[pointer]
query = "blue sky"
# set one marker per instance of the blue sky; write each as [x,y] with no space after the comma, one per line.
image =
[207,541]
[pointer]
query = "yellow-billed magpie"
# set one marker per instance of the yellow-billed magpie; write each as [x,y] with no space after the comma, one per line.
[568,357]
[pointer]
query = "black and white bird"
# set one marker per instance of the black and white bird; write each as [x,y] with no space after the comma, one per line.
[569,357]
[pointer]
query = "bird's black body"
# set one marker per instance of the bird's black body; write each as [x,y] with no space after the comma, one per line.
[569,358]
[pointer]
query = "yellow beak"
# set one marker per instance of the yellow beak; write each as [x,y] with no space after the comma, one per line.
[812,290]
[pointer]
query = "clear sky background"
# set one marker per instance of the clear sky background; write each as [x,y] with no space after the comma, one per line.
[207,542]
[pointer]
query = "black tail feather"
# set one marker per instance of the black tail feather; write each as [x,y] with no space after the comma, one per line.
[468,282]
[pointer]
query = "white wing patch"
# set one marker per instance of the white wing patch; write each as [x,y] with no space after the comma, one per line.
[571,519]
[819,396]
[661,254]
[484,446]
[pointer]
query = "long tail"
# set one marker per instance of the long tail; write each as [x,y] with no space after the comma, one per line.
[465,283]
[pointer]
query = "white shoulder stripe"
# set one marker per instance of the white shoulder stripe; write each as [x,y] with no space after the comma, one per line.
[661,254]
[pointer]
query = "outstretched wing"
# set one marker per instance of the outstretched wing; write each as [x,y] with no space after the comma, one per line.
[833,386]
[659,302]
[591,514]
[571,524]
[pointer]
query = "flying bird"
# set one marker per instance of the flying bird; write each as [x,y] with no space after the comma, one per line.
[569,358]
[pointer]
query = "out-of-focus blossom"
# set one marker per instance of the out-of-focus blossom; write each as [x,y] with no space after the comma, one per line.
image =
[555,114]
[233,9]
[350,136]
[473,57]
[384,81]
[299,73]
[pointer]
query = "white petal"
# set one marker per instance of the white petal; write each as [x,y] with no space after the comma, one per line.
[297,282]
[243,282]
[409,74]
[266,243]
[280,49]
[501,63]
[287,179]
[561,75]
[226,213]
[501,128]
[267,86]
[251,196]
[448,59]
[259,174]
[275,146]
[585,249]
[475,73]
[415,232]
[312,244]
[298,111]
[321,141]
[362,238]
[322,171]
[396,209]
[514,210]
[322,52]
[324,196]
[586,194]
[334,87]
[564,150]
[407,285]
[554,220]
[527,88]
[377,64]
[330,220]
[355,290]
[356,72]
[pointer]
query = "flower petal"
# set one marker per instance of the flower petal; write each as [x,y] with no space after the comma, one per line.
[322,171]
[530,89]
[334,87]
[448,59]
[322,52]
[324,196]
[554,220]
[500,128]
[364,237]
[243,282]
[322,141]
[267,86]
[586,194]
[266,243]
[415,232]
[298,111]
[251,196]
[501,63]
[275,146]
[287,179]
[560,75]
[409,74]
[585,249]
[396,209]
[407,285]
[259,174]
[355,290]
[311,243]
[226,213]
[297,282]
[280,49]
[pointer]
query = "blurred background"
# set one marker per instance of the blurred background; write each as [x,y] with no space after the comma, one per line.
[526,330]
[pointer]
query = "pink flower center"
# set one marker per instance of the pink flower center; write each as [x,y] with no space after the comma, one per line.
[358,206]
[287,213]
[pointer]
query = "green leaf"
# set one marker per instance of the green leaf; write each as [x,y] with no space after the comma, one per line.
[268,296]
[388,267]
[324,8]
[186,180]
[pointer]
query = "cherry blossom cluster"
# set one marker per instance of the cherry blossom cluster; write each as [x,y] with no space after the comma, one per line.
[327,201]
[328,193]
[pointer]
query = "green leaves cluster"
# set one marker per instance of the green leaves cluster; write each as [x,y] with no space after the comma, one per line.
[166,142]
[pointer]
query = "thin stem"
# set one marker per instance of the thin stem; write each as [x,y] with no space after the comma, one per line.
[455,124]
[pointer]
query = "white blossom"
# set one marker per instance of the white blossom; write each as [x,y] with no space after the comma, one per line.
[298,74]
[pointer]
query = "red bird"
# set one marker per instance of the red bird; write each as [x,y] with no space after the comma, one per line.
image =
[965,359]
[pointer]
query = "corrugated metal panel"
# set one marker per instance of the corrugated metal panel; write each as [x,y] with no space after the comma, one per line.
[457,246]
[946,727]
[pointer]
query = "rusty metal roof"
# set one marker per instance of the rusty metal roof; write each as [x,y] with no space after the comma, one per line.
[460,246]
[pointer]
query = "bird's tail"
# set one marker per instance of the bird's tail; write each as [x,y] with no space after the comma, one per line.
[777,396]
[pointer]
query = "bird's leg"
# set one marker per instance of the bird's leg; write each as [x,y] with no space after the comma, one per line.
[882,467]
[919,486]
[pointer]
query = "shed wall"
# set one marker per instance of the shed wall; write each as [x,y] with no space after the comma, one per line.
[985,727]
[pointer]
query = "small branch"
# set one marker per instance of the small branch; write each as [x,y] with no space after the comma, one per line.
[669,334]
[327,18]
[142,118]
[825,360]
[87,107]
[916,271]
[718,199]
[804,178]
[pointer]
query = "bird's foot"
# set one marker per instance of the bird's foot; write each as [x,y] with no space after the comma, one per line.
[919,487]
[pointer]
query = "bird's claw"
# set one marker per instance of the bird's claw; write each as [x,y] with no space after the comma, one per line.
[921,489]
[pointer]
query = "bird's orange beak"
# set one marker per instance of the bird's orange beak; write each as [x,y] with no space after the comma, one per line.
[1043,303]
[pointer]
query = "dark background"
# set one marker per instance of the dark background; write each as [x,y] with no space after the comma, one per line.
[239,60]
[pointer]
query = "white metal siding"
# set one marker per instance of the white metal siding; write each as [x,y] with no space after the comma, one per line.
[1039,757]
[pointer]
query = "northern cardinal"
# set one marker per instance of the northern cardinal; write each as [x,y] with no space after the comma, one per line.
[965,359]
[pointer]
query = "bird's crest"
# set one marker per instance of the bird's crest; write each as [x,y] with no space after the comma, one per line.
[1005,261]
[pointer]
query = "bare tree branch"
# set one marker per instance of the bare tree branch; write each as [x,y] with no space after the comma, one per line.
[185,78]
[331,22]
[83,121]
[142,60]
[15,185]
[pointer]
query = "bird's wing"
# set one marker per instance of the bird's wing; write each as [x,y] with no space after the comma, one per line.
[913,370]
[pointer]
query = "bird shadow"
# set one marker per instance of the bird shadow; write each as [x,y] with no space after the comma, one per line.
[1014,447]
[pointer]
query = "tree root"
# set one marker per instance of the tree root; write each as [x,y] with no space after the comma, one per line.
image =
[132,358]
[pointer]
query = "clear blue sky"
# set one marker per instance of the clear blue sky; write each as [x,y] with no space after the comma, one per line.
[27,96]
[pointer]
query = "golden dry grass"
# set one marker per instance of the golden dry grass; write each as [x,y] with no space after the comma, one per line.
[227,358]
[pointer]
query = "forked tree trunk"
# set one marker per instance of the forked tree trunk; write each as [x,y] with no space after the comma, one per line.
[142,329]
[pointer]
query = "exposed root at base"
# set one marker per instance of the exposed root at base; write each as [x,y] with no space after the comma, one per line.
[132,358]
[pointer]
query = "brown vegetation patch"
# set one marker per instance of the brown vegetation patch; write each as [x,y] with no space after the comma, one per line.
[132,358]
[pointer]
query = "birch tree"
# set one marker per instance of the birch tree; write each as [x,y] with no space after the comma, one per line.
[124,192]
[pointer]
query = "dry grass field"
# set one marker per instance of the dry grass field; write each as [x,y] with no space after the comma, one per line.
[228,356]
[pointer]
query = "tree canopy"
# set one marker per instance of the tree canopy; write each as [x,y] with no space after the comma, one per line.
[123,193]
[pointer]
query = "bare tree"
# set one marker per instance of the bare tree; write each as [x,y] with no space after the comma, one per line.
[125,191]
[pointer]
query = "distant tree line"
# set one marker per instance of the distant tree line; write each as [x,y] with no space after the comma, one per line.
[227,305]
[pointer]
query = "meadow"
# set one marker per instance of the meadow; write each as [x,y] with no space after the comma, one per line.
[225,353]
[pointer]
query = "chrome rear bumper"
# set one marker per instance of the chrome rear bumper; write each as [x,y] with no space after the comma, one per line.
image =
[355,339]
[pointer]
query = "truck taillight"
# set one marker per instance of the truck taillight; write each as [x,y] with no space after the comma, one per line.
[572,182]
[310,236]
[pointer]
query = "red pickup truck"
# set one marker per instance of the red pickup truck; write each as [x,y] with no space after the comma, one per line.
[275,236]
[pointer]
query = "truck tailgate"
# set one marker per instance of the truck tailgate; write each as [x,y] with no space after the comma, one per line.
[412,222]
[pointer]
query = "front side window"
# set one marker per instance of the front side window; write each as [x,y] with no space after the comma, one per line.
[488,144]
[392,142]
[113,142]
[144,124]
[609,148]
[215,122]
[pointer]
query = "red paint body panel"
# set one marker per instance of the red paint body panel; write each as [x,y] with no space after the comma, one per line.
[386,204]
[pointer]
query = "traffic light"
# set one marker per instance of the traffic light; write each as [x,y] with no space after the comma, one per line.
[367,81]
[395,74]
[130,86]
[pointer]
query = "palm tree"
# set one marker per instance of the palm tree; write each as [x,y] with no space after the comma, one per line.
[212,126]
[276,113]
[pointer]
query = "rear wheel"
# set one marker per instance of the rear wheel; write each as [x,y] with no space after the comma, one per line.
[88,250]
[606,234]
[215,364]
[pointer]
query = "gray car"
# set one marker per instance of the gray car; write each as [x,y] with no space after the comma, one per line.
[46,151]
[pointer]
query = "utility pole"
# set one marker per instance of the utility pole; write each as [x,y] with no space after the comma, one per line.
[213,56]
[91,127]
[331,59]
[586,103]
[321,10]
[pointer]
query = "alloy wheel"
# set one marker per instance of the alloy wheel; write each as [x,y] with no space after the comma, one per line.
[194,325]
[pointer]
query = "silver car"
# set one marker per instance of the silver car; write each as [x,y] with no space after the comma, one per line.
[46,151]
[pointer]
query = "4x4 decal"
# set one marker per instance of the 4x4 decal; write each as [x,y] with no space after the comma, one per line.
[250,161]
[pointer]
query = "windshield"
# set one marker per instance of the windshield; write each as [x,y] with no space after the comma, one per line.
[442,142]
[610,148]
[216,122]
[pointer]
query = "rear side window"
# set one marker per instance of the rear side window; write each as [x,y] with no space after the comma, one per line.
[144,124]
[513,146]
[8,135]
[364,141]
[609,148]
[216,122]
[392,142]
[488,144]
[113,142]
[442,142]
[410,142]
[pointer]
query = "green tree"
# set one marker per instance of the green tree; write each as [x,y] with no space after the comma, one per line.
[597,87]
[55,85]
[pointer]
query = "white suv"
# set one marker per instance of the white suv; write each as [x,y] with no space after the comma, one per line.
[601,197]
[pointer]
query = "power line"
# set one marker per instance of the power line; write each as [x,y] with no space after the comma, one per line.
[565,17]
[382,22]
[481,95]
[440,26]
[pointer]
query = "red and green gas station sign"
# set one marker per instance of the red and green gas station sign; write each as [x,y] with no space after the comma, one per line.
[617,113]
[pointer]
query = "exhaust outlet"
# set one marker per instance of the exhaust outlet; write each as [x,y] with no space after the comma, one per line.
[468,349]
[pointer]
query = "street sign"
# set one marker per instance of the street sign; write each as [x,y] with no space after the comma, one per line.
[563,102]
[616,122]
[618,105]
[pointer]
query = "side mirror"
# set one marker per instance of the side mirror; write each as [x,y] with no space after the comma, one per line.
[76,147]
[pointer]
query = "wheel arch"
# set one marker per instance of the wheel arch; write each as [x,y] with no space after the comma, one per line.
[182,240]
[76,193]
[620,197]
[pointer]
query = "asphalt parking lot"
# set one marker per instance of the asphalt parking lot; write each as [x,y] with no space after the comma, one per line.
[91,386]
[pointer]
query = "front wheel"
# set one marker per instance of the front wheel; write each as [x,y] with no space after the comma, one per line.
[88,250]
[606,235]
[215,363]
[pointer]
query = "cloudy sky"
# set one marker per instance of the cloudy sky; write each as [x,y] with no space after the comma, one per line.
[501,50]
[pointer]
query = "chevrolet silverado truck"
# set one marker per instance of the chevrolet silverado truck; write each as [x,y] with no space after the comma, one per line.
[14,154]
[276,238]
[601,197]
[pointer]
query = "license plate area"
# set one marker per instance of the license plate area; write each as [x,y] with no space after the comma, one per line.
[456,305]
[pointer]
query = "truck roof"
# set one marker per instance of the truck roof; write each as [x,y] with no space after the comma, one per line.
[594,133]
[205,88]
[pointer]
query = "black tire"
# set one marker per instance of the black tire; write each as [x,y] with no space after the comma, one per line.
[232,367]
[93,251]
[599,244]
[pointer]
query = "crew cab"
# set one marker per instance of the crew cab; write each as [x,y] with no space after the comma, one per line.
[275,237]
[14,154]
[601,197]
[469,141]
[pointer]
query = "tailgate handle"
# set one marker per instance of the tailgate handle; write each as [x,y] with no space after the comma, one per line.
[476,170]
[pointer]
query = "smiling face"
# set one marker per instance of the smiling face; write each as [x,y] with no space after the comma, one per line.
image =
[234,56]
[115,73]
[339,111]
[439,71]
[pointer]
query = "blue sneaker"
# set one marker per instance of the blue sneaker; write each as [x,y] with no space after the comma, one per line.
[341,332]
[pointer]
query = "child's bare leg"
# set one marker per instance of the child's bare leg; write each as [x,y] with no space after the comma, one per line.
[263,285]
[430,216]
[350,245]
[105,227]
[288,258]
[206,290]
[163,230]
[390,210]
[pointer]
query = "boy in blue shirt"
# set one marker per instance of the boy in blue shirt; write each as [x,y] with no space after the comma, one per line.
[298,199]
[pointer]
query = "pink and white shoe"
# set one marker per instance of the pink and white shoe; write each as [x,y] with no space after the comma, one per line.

#### EXERCISE TASK
Please count the lines in the listing above that contain the word "rear", treating case as significant, and give only the number.

#### CORRECT RESPONSE
6